(Named object pointing entries)
== == ==
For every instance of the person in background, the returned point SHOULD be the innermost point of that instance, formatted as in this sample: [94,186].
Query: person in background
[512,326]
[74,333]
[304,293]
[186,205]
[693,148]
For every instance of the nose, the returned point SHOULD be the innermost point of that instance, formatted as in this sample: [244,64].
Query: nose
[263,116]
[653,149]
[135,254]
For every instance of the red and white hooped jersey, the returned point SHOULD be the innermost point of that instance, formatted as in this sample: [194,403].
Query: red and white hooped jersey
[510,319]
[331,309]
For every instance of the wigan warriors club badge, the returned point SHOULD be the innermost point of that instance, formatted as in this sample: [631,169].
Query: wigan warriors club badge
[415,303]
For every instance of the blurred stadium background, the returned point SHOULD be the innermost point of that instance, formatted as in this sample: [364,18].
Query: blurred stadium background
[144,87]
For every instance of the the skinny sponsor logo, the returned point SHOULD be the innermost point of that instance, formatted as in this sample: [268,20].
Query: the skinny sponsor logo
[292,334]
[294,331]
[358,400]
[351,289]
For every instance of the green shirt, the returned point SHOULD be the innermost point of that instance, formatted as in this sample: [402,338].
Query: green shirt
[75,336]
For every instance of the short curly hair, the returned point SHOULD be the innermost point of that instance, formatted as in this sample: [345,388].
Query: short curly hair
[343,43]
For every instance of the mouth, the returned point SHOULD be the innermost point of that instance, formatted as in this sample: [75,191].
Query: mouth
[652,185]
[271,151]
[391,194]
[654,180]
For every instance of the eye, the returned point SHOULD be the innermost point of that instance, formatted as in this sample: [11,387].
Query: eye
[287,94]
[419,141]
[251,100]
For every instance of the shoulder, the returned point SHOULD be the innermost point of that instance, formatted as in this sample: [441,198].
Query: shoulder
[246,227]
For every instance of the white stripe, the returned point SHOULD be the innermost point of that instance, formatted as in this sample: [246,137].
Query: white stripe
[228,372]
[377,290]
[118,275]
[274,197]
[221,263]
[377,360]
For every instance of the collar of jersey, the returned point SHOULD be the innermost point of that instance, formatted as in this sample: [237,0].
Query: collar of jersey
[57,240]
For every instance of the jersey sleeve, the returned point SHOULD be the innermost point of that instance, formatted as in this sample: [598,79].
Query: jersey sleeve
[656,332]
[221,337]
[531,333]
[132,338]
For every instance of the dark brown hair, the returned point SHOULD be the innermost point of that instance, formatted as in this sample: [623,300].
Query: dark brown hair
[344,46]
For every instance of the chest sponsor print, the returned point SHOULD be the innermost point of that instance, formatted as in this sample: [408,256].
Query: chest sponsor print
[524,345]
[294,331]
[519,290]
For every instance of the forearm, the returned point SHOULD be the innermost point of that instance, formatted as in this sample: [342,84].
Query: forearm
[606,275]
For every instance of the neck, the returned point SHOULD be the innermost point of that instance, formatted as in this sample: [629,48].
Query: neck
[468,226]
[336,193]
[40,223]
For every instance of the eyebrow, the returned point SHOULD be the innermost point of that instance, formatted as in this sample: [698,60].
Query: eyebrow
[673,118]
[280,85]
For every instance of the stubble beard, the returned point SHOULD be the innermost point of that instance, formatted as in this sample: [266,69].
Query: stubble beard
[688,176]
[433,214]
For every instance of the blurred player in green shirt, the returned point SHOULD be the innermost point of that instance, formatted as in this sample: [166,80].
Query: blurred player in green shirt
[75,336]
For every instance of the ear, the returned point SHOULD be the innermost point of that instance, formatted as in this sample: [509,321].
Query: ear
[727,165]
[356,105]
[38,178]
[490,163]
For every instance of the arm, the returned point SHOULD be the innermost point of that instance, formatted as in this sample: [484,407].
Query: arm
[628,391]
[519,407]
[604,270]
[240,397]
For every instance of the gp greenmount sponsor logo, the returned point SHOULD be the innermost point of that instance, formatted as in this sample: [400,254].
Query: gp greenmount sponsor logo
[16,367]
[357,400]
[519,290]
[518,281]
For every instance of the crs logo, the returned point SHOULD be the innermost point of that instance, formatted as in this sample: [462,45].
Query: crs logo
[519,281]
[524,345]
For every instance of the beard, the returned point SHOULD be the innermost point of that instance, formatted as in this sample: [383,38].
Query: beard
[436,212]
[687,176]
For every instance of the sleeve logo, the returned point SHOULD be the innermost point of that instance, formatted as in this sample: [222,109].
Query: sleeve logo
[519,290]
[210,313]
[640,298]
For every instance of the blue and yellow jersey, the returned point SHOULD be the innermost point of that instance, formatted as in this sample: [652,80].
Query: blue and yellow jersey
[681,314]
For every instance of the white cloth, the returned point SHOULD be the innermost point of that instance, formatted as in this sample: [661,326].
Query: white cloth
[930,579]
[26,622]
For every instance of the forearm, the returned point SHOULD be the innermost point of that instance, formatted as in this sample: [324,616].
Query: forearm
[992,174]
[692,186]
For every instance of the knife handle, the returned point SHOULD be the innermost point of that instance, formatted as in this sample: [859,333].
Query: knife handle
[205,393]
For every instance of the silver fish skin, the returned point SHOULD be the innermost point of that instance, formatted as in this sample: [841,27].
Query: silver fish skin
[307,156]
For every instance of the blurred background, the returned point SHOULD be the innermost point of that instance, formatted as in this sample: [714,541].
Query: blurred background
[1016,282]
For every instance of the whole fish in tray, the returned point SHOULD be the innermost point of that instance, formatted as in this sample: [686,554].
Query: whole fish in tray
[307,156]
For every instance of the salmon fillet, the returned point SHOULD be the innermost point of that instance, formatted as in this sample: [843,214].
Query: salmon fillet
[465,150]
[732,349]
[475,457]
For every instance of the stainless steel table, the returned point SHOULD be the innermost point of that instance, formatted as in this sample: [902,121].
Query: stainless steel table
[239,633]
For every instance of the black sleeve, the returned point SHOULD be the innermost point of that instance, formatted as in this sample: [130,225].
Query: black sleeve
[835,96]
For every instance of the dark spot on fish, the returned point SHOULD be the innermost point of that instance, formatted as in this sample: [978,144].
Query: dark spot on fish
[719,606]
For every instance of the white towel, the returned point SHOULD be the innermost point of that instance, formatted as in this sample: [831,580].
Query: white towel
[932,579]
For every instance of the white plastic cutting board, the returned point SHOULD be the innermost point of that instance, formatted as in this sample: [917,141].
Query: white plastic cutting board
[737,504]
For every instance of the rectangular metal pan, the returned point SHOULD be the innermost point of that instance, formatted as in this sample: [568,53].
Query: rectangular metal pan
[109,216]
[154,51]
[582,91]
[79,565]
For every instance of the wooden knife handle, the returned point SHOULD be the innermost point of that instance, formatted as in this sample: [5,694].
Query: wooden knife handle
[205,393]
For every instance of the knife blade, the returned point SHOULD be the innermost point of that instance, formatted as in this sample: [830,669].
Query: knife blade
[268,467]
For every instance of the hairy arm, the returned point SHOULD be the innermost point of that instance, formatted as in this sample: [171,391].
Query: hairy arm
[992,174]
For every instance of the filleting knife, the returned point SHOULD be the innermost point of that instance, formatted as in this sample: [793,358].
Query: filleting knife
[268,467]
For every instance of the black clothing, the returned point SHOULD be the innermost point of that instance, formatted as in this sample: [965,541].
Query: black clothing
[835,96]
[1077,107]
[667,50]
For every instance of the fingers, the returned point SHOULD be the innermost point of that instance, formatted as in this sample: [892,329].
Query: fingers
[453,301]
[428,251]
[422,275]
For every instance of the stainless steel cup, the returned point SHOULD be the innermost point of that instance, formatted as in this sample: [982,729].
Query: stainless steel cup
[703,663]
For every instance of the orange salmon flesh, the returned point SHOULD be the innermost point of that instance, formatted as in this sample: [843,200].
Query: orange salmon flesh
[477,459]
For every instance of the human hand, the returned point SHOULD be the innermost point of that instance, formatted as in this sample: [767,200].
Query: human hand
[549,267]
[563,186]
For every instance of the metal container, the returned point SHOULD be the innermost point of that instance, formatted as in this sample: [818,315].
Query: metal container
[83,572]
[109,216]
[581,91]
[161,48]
== == ==
#### The exercise
Write out the lines above, starting at the line that contains "For every instance of the knife blade, the" and ending with the final line, and nothing else; copy them exactly.

#### Solved problem
For every instance of the knife blade, the returned point SHOULD be the innermost point of that instance, formatted as in this sample: [830,669].
Query: knife blade
[268,467]
For every instance of the hairy arm, the returned point SHOULD be the innermost point of that instance, formatted as in this sample: [171,391].
Query: hairy arm
[992,174]
For every instance of the filleting knife, the returned point SHOULD be the innermost point of that instance, formatted as in this sample: [793,358].
Query: filleting knife
[268,467]
For every instance of the black clothing, the returned point SHOULD be the innermost point of that instance, formatted as in this sample: [965,541].
Query: black clothing
[835,96]
[1077,107]
[667,50]
For every instance of the fingers, the returned point SHOULD be the innermost point of that instance, formatted as in this sample: [892,329].
Query: fingers
[453,301]
[428,251]
[422,275]
For every instance of the stainless steel cup, the returned point SHOULD be the innermost point of that instance, formatted as in this sample: [982,729].
Query: stainless steel cup
[703,663]
For every instance of the orange salmon flesh, the returned point SHOULD be the innermost point of that instance, formatted as in this sample: [843,200].
Query: orange salmon flesh
[477,459]
For every instance of the human hand, the returned point SHOULD be the innermost point of that instance, formatted as in this sample: [767,200].
Query: human hand
[549,267]
[563,186]
For every instance of the metal container, the returned point SHOULD be the innermost point of that instance, formatted as in this sample: [818,315].
Query: metal container
[83,572]
[109,216]
[581,91]
[161,48]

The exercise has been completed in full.